§ Data lines
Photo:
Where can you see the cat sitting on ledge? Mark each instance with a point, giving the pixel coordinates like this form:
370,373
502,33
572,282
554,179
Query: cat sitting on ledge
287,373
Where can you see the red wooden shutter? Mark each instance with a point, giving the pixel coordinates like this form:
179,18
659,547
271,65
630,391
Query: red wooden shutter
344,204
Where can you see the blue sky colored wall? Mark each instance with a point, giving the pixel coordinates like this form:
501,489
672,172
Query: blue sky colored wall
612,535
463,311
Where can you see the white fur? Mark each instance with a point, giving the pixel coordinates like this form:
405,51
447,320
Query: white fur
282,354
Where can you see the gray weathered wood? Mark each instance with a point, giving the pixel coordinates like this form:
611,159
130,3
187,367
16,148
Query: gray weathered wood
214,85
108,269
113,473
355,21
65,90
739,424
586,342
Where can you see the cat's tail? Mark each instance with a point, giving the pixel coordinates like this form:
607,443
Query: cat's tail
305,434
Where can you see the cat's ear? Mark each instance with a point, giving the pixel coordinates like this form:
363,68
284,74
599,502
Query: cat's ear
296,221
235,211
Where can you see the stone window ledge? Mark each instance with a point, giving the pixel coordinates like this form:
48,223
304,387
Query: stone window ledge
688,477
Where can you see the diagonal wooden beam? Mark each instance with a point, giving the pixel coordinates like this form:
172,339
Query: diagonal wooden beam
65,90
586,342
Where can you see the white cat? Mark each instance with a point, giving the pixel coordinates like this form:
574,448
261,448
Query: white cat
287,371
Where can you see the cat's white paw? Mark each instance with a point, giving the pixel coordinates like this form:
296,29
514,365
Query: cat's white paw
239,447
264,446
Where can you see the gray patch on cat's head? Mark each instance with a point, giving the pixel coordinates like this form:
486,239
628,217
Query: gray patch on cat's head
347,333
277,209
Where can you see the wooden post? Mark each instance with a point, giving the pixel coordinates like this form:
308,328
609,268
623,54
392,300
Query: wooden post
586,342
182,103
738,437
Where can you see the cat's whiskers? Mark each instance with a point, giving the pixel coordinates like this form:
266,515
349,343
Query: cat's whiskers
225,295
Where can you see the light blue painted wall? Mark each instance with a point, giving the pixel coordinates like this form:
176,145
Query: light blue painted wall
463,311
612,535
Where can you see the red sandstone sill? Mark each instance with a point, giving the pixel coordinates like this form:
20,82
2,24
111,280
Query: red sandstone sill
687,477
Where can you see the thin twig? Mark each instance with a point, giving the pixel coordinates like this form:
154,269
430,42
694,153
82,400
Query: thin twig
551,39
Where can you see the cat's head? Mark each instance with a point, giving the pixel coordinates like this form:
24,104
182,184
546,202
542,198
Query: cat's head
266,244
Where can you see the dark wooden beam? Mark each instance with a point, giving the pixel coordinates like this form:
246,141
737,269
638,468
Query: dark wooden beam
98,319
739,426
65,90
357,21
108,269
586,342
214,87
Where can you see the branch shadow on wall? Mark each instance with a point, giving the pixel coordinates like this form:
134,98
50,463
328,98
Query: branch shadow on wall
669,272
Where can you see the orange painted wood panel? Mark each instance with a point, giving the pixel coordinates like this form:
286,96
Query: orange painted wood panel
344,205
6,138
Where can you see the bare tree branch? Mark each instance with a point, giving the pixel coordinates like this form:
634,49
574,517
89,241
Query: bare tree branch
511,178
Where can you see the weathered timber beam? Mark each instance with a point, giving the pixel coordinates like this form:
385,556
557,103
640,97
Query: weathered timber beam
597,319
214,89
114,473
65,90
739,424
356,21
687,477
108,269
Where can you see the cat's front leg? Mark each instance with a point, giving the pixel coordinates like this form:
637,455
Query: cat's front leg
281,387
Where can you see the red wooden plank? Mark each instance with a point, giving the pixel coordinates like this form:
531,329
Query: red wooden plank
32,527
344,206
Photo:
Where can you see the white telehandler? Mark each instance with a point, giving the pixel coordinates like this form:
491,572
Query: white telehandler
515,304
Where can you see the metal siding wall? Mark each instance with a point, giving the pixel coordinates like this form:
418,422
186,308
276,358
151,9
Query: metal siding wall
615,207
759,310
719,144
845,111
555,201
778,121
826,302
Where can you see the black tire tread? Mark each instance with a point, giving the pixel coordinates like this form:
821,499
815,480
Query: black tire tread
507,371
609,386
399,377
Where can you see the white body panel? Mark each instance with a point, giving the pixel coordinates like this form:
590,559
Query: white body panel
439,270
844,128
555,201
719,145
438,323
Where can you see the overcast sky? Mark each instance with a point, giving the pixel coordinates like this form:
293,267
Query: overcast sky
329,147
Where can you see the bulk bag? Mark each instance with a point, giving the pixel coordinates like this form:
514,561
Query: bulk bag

§ Aim
Quote the entire listing above exactly.

§ Task answer
Photo:
Where can you see the cat sitting on ledge? Mark each instance with a point, giving the pixel coordinates like this form:
370,373
502,33
572,282
554,179
Query: cat sitting on ledge
287,373
Where can you see the red wooden shutter? Mark each instance with a point, giving the pixel coordinates like this form:
179,18
659,547
271,65
630,391
Query: red wooden shutter
344,204
Where can you see the blue sky colored wall? Mark each instance with a point, giving the pixel coordinates like this form:
501,489
672,172
Query: blue sky colored wall
612,535
463,311
Where can you see the white fur? Mark each instance with a point, giving the pixel coordinates like this form:
405,51
447,320
Query: white fur
282,354
Where can you see the gray weathered wood? Mark each instance with a point, giving the pixel coordinates like this form:
611,159
130,3
187,367
16,148
Query: gray weathered wood
214,85
108,269
113,473
355,21
65,90
739,424
586,342
Where can you see the cat's tail? Mark each instance with a point, giving the pixel coordinates like this form:
607,443
Query: cat's tail
305,434
Where can you see the cat's ear? Mark each instance with a point, giving the pixel coordinates like this form:
363,68
284,74
599,502
Query: cat's ear
296,221
235,211
Where can you see the stone window ledge? Mark each instance with a point, giving the pixel coordinates like this form:
48,223
304,387
Query: stone window ledge
688,477
Where can you see the diagonal wooden beam? Mark each instance with a point, giving the pixel coordinates like this form:
172,339
Query: diagonal wooden beam
65,90
586,342
Where can you see the white cat? Mark each instance with a point, giving the pixel coordinates like this form:
574,448
261,448
Query: white cat
287,371
Where can you see the cat's white paw? Mark each instance with a point, giving the pixel coordinates like this form:
296,29
514,365
Query: cat's white paw
239,447
264,446
Where can you see the gray patch on cat's head? Mark each instance with a point, giving the pixel coordinates like this form:
486,239
628,217
Query: gray patch on cat's head
347,333
277,209
Where can you see the wooden post? Mark each instance with a point, giving the pixel coordinates like this form:
308,328
609,268
623,54
392,300
Query: wooden post
586,342
182,103
738,437
Where can you see the cat's whiskers? Mark each instance with a point, giving the pixel coordinates like this form:
266,515
349,343
Query: cat's whiskers
225,295
Where can you see the light blue painted wall? Mark each instance with a point, giving the pixel coordinates like this form:
176,145
Query: light blue painted wall
463,311
612,535
Where can you see the red sandstone sill? Mark each instance with a point, giving the pixel coordinates like this form:
20,82
2,24
111,280
Query: red sandstone sill
687,477
Where can you see the thin twig? Mark each instance with a point, giving the pixel coordinates like this form:
154,269
430,42
694,153
82,400
Query: thin twig
551,39
Where can you see the cat's head? Mark each instance with a point, giving the pixel coordinates like this form:
24,104
182,184
546,202
542,198
Query: cat's head
266,244
Where can you see the dark wooden beam? Mark each instance with a point, giving the pixel coordinates like this form:
246,141
737,269
638,468
Query: dark wooden beam
98,319
739,426
65,90
357,21
108,269
586,342
214,87
Where can you see the branch shadow on wall? Mark each instance with a point, giving the pixel coordinates like this form:
134,98
50,463
328,98
Query: branch shadow on wall
669,272
Where can you see the orange painted wood panel? Mark each instance with a point, giving the pixel coordinates like this form:
286,96
Query: orange painted wood panel
344,205
6,138
Where can you see the bare tree branch? Mark each instance with a point, giving the pixel coordinates like this form:
634,49
574,517
89,241
Query: bare tree branch
511,178
Where can you see the weathered timber beam? Mark each instance with a point, giving the pixel coordinates like this form:
385,556
557,103
640,97
Query: weathered timber beam
597,319
214,89
114,473
65,90
739,424
356,21
687,477
108,269
Where can you see the cat's front leg? Mark each instance with a point, giving the pixel coordinates like this form:
637,455
Query: cat's front leg
281,387
Where can you see the red wooden plank? Mark each instance with a point, giving the pixel coordinates like this form:
531,329
Query: red wooden plank
32,527
344,206
Photo:
Where can you see the white telehandler? Mark each instance with a point, giving the pixel coordinates like this form:
491,572
Query: white telehandler
515,304
Where can you see the metal siding wall? Mark each instance with a point, giving the pixel coordinates like this form:
418,422
186,308
276,358
151,9
Query: metal siding wall
615,207
759,310
719,144
845,111
555,201
778,121
826,302
Where can you see the black tire tread? Mark each instance with a point, giving the pixel coordinates like this form:
821,499
815,480
Query: black tire tread
507,371
609,386
399,377
Where can you see the white body panel? Mark each instance with a point, giving the pixel coordinates like this form:
590,559
Query: white body panel
439,270
844,128
555,201
719,145
438,323
Where can you see the overcast sky? Mark each instance with a point, giving the pixel coordinates like this form:
293,267
Query: overcast sky
329,147
Where can you see the bulk bag? Mark each instance with a point, giving the pixel coordinates like this form:
514,561
Query: bulk bag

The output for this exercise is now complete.